* [Task objective]: Would you please set down the entries below exactly as shown?

[Records from a data collection]
________________

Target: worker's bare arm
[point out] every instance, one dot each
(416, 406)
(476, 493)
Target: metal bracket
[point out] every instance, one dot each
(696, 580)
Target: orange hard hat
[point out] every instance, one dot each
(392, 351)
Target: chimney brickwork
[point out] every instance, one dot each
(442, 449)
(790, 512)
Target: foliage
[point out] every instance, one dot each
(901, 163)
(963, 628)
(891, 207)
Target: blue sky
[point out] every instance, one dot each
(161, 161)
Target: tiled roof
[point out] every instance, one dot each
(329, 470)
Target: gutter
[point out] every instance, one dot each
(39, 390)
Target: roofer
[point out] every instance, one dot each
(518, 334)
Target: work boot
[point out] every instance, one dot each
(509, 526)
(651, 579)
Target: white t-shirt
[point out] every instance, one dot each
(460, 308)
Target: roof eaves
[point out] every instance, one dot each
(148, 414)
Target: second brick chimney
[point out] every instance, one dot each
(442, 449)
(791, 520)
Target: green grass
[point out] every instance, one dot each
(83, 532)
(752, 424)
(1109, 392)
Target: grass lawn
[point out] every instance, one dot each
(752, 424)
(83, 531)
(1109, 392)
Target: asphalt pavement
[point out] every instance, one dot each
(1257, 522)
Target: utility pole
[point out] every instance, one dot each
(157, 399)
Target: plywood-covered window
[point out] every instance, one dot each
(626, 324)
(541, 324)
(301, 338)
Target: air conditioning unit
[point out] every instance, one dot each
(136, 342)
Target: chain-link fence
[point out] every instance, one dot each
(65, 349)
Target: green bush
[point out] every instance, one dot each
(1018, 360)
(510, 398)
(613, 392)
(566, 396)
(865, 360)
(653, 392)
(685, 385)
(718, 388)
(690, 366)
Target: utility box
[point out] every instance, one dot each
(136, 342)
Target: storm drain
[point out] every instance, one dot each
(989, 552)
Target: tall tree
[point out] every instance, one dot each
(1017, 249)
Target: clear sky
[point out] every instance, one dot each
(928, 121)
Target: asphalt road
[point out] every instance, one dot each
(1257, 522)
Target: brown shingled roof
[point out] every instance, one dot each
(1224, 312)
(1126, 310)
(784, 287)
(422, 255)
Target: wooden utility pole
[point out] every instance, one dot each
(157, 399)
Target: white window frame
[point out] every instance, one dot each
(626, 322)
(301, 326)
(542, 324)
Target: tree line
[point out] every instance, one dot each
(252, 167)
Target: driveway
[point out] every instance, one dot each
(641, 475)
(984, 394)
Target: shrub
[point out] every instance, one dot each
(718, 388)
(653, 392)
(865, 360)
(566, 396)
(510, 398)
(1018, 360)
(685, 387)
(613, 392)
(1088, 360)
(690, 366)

________________

* [Written reply]:
Target: worker's bare arm
[point out] every instance, one dot each
(416, 406)
(476, 493)
Target: metal bracket
[point out] every instance, one dot each
(696, 580)
Target: orange hard hat
[point out] every instance, one dot each
(392, 351)
Target: chimney brickwork
[point out] every instance, one dot each
(442, 449)
(790, 512)
Target: foliage
[point out] every instance, one dot each
(901, 163)
(963, 628)
(891, 207)
Target: blue sky
[point out] every instance, one dot each
(161, 161)
Target: tiled roof
[point out] every instance, one dot each
(329, 470)
Target: gutter
[point out] every instance, one dot each
(39, 390)
Target: roofer
[point out] every instance, one dot each
(518, 334)
Target: work boot
[point out] every instance, one dot each
(509, 526)
(651, 579)
Target: white t-shirt
[point out] every instance, one dot each
(460, 308)
Target: roof eaves
[point out] every instance, one dot each
(148, 414)
Target: second brick chimney
[point out] every instance, one dot each
(442, 449)
(791, 520)
Target: green grass
[point out] every instance, one dot each
(83, 532)
(752, 424)
(1109, 392)
Target: grass lawn
[point out] every instance, one dot each
(752, 424)
(83, 531)
(1109, 392)
Target: asphalt pavement
[point out] every instance, one dot each
(1257, 522)
Target: utility pole
[point out] every instance, one dot each
(157, 399)
Target: plywood-covered window
[point out] every instance, one dot each
(626, 324)
(541, 324)
(301, 338)
Target: air conditioning unit
[point out] every instance, one dot each
(136, 342)
Target: chain-link fence
[point out] every instance, one dot each
(65, 349)
Target: green bush
[point out] every instance, one dot each
(1018, 360)
(510, 398)
(613, 392)
(566, 396)
(865, 360)
(653, 392)
(685, 385)
(718, 388)
(690, 366)
Target: utility box
[point out] every instance, one dot each
(136, 342)
Target: storm drain
[point out] every instance, one dot each
(989, 552)
Target: tall tree
[point out] every instance, one dot each
(1017, 249)
Target: clear sky
[point out] every instance, one dot each
(928, 121)
Target: asphalt road
[point out] every instance, one dot each
(1257, 522)
Target: brown shingled roof
[point out] every instance, one dot each
(1224, 312)
(1126, 310)
(784, 287)
(422, 255)
Target: wooden utility pole
[point out] every instance, one dot each
(157, 399)
Target: white window frame
[point out] every instance, one dot each
(626, 322)
(301, 326)
(542, 324)
Target: tree line
[point out] every instance, one dot each
(252, 167)
Target: driveway
[point out] every instance, one dot each
(641, 475)
(984, 394)
Target: shrub
[point out] every instance, one dot each
(718, 388)
(653, 392)
(865, 360)
(566, 396)
(510, 398)
(1018, 360)
(685, 387)
(613, 392)
(1088, 360)
(690, 366)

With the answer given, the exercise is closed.